- _Leestekst_:
Chocolade en bonbons
Over chocolademelk en chocoladeketels
Het waren de Spaanse conquistadores (veroveraars) die als eerste Europeanen achter het geheim van chocola kwamen. Zij zagen namelijk de inheemse Indianen van Latijns en Midden Amerika brokken cacao, afkomstig van cacaobonen, in bekers met water gooiden. Het water begon daardoor enorm te bruisen. Dat was het begin van onze verwarmende en troostende (winter)drank: de chocolademelk.
De drank werd door de Indianen ‘choco-atl’ genoemd vanwege het bruisende effect. Dit woord betekent ‘donderwater’. In die tijd – we spreken 15e, 16e en 17e eeuw - was het nog een bittere drank die op smaak werd gebracht met specerijen, vaak chilipepers. De Indianen prezen de godendrank die de vermoeidheid zou verdrijven en een opgewekte stemming zou veroorzaken.

- _Jouw opdracht_: Wijzig in de tekst over chocolademelk het stuk van "Chocolade en bonbons" tot en met "stemming zou veroorzaken." door "specerijen" te vervangen door "kruiden". Geef het aangepaste stuk volledig weer.

- _Getoonde gegevens_:
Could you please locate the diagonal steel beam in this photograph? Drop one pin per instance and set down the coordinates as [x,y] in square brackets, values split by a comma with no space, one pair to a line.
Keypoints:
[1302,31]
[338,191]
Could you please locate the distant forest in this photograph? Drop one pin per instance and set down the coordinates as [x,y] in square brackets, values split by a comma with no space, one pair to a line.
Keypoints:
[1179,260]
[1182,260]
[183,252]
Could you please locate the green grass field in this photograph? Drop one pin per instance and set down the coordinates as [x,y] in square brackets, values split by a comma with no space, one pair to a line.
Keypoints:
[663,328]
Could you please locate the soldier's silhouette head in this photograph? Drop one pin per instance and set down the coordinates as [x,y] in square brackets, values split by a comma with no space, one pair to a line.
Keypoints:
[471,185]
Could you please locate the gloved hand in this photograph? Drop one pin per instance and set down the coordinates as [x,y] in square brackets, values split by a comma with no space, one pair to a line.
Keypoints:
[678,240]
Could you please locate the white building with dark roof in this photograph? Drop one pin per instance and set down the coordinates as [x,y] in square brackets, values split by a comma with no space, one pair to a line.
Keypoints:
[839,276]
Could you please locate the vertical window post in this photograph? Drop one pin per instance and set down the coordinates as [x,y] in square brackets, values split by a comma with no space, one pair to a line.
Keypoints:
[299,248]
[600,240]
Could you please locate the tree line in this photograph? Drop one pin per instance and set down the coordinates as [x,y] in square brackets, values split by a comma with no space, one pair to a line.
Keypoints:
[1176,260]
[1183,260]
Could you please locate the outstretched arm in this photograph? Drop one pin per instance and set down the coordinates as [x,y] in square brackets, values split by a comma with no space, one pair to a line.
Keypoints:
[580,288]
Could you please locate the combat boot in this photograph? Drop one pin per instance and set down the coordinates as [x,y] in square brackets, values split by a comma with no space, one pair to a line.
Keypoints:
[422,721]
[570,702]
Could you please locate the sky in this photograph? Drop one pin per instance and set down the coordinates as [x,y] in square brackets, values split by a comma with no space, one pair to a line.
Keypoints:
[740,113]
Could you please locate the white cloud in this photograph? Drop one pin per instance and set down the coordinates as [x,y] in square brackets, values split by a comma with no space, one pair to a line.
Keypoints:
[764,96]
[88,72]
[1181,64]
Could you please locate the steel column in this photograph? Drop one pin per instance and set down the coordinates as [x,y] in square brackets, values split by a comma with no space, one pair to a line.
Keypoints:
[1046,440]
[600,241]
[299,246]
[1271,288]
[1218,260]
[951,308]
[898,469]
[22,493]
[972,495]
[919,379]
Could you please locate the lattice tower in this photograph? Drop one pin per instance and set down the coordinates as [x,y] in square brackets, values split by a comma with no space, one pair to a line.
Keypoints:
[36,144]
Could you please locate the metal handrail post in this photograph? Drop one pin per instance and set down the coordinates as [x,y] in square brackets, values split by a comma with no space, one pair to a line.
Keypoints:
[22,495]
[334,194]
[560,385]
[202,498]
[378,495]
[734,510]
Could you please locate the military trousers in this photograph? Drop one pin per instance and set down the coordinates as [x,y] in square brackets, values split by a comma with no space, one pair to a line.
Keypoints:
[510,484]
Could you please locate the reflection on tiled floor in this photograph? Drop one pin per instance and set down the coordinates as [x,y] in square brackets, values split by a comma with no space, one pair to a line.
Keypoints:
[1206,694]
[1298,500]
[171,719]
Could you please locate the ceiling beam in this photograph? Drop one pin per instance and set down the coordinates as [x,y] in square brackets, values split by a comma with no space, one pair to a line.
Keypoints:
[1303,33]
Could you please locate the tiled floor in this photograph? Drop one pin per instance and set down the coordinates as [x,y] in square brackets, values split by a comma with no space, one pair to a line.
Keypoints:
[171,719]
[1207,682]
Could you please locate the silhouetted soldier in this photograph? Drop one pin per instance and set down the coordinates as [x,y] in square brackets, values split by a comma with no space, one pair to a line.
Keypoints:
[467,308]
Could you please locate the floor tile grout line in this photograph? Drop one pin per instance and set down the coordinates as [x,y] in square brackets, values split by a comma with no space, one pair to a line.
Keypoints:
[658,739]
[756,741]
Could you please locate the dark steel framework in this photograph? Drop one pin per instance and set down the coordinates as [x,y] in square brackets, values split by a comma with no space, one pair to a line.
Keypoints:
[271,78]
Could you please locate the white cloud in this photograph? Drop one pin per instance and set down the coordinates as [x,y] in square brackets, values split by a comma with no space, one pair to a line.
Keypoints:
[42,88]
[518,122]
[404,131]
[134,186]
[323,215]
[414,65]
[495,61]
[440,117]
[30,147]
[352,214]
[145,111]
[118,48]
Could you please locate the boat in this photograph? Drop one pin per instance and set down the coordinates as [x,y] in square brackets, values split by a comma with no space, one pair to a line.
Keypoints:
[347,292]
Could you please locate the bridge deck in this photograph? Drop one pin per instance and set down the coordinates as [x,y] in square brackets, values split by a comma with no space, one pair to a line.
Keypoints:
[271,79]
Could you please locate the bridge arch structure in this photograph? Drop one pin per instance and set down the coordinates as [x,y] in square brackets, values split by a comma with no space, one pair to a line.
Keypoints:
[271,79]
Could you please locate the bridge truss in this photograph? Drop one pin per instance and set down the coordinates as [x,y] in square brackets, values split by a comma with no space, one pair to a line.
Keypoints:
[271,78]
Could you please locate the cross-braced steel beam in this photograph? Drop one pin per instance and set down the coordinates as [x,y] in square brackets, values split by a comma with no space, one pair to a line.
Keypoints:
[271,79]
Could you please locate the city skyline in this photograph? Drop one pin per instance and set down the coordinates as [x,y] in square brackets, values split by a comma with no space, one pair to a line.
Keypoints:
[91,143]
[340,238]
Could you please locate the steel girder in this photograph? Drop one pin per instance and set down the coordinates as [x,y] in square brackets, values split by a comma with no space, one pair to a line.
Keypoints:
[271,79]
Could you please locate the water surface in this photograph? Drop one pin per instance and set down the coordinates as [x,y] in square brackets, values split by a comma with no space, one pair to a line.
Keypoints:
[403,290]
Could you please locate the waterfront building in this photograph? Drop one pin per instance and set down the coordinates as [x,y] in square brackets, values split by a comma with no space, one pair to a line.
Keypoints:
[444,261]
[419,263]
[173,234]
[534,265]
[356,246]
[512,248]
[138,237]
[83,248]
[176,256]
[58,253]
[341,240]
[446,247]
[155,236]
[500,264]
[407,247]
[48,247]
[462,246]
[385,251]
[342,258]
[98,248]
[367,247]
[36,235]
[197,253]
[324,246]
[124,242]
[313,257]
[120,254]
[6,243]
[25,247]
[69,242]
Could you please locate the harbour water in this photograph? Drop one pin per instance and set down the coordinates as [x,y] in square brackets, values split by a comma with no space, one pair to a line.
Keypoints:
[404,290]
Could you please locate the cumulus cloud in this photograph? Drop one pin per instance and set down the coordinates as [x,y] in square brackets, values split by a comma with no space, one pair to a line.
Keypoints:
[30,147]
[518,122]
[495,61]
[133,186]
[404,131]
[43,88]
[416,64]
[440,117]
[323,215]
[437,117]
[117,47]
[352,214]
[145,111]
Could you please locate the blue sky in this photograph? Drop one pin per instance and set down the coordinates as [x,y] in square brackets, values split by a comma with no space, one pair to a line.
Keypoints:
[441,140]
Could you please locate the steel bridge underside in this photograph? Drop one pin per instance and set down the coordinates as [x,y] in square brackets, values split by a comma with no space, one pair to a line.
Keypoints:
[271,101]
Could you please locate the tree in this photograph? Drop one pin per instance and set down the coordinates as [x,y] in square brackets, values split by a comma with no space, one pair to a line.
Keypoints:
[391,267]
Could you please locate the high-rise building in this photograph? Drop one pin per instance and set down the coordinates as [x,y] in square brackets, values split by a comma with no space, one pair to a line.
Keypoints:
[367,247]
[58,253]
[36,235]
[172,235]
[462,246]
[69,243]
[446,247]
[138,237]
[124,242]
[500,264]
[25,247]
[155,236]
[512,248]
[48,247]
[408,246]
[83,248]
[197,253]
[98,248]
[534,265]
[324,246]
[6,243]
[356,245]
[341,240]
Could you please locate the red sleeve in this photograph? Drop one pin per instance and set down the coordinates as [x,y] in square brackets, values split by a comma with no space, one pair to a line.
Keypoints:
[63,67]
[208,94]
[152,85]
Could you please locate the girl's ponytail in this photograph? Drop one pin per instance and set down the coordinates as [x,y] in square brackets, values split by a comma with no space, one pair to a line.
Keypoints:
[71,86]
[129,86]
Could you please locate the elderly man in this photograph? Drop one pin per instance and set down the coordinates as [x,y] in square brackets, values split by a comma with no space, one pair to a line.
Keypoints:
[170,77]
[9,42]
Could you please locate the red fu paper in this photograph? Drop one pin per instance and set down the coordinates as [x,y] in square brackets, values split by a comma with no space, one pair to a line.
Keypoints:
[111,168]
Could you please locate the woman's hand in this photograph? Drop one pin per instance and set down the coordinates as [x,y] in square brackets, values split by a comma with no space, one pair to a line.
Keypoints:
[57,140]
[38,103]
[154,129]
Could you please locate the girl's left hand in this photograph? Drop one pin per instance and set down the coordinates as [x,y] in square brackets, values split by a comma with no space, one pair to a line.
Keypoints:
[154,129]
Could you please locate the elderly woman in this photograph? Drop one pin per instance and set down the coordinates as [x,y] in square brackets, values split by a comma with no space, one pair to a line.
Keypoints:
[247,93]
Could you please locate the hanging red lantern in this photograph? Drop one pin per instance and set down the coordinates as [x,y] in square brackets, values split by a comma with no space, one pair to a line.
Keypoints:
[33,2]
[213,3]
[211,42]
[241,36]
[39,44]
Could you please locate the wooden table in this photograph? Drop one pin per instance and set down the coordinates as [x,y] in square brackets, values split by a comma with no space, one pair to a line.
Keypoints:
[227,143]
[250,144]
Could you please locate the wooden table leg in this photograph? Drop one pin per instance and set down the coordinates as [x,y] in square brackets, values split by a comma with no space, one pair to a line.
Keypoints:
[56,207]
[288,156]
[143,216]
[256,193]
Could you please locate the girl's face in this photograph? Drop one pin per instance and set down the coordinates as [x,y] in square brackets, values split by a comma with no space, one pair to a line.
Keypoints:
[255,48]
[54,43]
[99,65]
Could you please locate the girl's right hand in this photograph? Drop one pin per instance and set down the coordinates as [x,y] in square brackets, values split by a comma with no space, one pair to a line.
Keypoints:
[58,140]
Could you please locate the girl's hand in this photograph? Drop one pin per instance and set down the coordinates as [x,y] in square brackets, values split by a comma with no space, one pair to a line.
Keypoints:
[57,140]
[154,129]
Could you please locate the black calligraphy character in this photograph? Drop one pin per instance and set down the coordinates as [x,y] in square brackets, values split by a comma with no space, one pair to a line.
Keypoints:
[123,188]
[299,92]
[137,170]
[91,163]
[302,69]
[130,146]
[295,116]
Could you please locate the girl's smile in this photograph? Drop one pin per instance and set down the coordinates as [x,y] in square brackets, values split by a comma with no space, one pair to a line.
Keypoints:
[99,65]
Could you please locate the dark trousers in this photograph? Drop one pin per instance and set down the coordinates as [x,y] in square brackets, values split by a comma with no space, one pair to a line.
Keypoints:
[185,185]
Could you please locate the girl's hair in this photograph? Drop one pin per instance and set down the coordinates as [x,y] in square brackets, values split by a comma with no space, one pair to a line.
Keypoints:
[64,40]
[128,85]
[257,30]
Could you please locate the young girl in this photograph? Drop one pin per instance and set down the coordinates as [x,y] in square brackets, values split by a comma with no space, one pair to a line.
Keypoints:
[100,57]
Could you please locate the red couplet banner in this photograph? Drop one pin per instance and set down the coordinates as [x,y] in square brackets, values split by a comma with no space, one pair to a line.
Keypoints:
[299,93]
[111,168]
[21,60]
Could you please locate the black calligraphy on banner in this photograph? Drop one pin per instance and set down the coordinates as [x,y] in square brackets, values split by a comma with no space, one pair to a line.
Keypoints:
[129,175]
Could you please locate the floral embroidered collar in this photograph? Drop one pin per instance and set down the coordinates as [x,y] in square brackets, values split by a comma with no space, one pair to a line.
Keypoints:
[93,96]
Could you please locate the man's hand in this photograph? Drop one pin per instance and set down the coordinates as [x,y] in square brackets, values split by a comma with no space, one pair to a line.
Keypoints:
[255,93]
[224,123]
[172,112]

- _Antwoord_:
Chocolade en bonbons
Over chocolademelk en chocoladeketels
Het waren de Spaanse conquistadores (veroveraars) die als eerste Europeanen achter het geheim van chocola kwamen. Zij zagen namelijk de inheemse Indianen van Latijns en Midden Amerika brokken cacao, afkomstig van cacaobonen, in bekers met water gooiden. Het water begon daardoor enorm te bruisen. Dat was het begin van onze verwarmende en troostende (winter)drank: de chocolademelk.
De drank werd door de Indianen ‘choco-atl’ genoemd vanwege het bruisende effect. Dit woord betekent ‘donderwater’. In die tijd – we spreken 15e, 16e en 17e eeuw - was het nog een bittere drank die op smaak werd gebracht met kruiden, vaak chilipepers. De Indianen prezen de godendrank die de vermoeidheid zou verdrijven en een opgewekte stemming zou veroorzaken.